(Study material begins)

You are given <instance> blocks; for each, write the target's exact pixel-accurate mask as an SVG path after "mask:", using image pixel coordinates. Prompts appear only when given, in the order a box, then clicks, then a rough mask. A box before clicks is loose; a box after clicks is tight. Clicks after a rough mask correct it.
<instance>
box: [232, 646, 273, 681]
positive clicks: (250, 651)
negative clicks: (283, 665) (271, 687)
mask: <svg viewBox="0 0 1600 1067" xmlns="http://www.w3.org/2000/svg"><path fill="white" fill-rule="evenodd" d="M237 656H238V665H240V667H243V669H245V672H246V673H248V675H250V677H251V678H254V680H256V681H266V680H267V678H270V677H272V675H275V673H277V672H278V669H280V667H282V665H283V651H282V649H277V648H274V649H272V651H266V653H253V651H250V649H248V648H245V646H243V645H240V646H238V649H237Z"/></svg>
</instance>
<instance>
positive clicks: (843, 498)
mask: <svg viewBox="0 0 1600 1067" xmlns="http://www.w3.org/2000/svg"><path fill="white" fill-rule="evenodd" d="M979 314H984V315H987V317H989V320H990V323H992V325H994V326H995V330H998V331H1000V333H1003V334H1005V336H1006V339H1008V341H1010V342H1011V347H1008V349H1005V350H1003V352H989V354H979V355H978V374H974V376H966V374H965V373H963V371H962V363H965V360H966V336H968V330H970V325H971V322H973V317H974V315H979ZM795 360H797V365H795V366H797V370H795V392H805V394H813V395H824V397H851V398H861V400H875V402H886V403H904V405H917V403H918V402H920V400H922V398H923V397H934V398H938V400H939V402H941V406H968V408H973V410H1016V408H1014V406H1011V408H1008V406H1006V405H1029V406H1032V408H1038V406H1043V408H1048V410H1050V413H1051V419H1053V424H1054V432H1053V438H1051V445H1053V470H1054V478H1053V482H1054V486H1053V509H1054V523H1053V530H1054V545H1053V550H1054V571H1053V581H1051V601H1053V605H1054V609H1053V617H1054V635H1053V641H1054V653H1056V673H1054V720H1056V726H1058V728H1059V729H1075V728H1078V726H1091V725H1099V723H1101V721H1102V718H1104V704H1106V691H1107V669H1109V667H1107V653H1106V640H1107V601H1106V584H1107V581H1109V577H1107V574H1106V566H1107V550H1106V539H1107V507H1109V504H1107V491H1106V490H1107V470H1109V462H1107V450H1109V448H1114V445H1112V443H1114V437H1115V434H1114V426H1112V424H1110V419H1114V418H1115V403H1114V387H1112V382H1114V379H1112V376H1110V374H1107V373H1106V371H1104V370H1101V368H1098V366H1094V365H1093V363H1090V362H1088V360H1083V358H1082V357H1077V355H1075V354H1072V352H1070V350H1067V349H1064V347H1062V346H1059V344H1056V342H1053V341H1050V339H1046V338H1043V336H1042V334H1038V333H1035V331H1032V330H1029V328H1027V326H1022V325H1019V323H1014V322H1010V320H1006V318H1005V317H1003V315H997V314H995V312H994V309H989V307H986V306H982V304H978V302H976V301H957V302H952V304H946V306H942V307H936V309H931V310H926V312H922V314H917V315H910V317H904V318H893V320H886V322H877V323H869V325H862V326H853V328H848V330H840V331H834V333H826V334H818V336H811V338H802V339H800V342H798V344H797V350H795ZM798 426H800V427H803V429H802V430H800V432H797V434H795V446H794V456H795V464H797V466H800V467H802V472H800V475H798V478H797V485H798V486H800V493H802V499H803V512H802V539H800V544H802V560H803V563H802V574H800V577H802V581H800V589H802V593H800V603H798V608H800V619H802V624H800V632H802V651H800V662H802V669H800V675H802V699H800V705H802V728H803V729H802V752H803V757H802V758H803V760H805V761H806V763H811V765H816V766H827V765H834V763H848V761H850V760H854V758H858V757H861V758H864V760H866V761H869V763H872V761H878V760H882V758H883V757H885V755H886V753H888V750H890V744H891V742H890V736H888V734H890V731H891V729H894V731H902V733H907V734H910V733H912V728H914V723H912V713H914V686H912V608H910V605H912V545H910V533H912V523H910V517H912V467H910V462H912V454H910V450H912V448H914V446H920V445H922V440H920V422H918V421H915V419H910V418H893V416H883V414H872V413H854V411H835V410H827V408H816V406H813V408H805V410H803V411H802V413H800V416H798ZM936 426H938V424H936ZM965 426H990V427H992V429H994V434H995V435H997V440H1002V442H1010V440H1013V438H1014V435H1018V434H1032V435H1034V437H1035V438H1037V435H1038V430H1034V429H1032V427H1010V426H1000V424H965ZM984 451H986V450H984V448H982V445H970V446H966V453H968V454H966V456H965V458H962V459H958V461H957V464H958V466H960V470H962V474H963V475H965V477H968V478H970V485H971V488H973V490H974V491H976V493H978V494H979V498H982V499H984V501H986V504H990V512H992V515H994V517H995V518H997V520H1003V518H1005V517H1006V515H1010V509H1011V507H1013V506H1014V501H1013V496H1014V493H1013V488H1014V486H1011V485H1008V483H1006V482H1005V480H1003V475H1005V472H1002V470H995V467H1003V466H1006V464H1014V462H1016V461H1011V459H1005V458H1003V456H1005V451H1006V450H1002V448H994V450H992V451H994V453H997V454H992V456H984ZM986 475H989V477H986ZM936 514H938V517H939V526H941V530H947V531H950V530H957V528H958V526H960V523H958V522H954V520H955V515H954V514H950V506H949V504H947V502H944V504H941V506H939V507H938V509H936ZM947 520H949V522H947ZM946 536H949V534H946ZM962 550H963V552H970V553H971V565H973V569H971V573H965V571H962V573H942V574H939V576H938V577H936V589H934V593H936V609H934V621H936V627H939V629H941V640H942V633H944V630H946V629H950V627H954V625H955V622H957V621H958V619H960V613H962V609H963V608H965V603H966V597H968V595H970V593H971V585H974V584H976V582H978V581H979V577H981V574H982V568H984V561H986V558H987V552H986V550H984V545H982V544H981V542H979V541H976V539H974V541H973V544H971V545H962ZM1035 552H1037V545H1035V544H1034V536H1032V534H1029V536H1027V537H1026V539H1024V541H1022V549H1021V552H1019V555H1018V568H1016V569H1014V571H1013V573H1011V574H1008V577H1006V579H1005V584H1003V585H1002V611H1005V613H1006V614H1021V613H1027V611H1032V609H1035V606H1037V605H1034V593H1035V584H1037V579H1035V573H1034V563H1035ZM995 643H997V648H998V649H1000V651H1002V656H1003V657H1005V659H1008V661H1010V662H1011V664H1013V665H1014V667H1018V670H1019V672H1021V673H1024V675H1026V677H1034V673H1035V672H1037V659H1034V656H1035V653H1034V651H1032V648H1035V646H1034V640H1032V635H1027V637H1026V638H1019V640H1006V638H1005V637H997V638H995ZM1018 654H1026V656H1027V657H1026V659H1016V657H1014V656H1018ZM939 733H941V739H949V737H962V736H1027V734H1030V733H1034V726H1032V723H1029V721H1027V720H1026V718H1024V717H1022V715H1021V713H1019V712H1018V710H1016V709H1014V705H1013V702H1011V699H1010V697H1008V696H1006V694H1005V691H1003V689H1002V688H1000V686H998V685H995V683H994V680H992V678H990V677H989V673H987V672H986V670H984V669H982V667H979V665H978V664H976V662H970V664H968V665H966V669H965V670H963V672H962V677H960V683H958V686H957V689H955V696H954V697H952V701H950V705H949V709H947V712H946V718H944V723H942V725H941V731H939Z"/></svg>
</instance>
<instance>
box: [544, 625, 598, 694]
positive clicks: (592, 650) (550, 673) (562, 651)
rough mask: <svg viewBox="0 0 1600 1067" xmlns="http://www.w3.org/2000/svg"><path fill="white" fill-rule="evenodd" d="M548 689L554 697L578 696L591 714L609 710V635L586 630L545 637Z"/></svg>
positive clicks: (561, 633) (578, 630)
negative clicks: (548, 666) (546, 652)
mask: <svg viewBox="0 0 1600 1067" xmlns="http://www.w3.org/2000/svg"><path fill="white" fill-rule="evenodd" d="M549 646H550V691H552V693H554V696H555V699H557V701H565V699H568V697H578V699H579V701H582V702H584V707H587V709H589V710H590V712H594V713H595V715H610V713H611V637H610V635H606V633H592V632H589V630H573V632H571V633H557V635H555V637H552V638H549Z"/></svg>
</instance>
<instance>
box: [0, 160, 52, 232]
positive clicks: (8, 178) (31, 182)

(Study material ends)

Task statement – From the line containing "negative clicks: (548, 666) (546, 652)" through the end of the material, print each line exactly as it appears.

Output below –
negative clicks: (548, 666) (546, 652)
mask: <svg viewBox="0 0 1600 1067" xmlns="http://www.w3.org/2000/svg"><path fill="white" fill-rule="evenodd" d="M549 646H550V691H552V693H554V696H555V699H557V701H565V699H568V697H578V699H579V701H582V702H584V707H587V709H589V710H590V712H594V713H595V715H610V713H611V637H610V635H606V633H592V632H589V630H573V632H571V633H557V635H555V637H552V638H549Z"/></svg>
</instance>
<instance>
box: [0, 160, 52, 232]
positive clicks: (8, 178) (31, 182)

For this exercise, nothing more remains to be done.